The task: List every line of the listing below that contains the word "form", treating uppercase and lowercase as different.

Data lines:
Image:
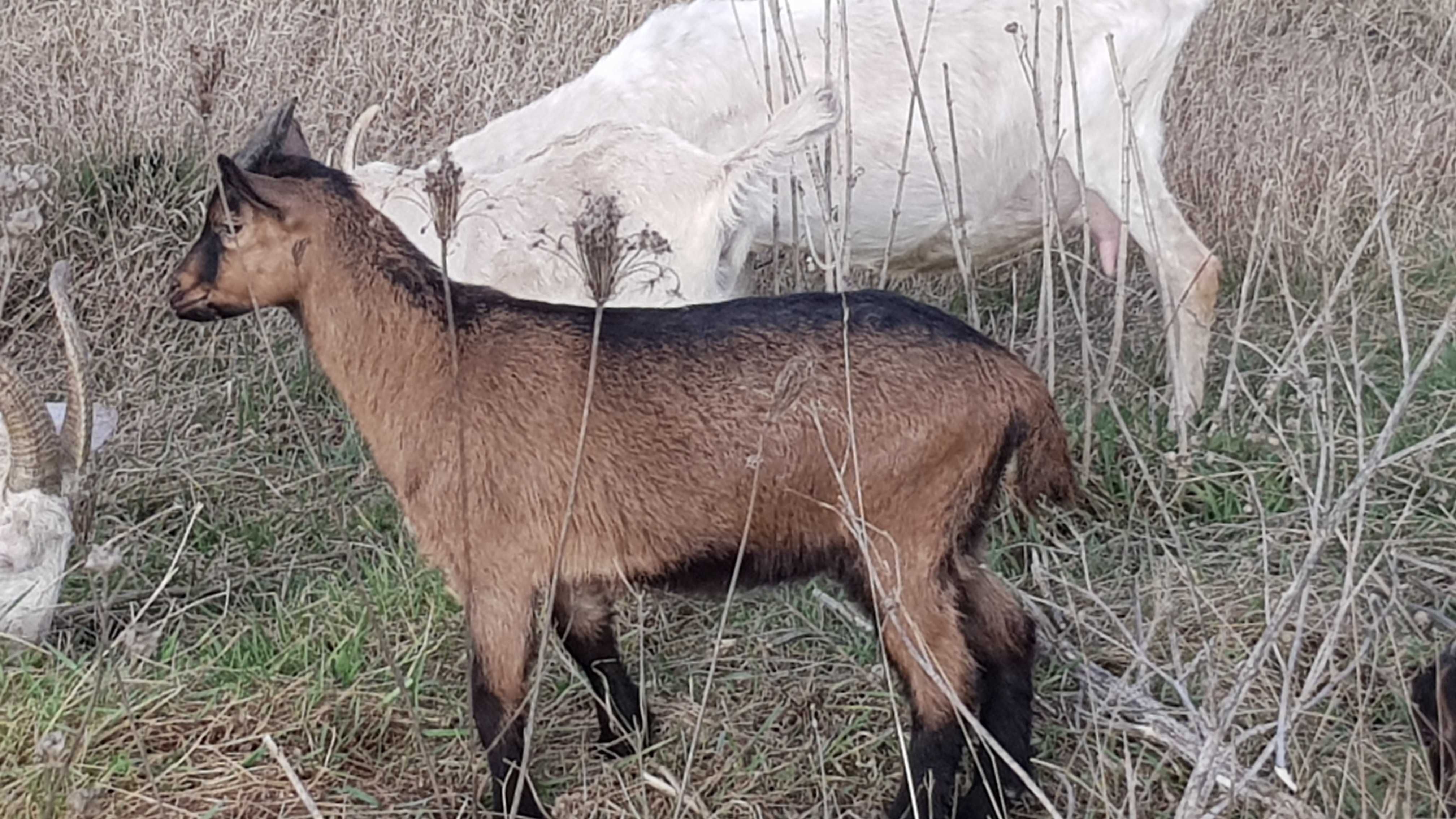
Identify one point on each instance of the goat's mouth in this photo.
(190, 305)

* * *

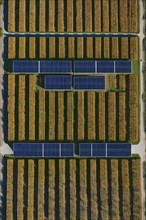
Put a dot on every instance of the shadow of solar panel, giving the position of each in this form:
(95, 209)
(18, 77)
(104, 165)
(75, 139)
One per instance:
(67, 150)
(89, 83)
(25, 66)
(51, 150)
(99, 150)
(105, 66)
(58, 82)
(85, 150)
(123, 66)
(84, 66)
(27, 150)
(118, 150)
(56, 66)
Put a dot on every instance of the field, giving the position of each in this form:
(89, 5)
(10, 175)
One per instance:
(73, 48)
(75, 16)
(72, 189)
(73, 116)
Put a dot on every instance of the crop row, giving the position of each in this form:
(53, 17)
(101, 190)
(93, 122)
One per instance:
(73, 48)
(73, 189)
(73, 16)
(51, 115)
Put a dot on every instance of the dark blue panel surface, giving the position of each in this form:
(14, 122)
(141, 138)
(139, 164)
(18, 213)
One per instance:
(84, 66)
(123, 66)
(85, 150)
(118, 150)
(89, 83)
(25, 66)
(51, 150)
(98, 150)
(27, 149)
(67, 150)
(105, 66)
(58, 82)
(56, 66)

Response below:
Put a dot on every instance of the shadow of solar panel, giving the position of each in this form:
Put a dot on every instance of the field, giving the position of each in this form:
Put a dot on every instance of the crop row, giving the position of each in this form:
Put a dot on every instance of the dark blue panel surface, giving the position of each in this form:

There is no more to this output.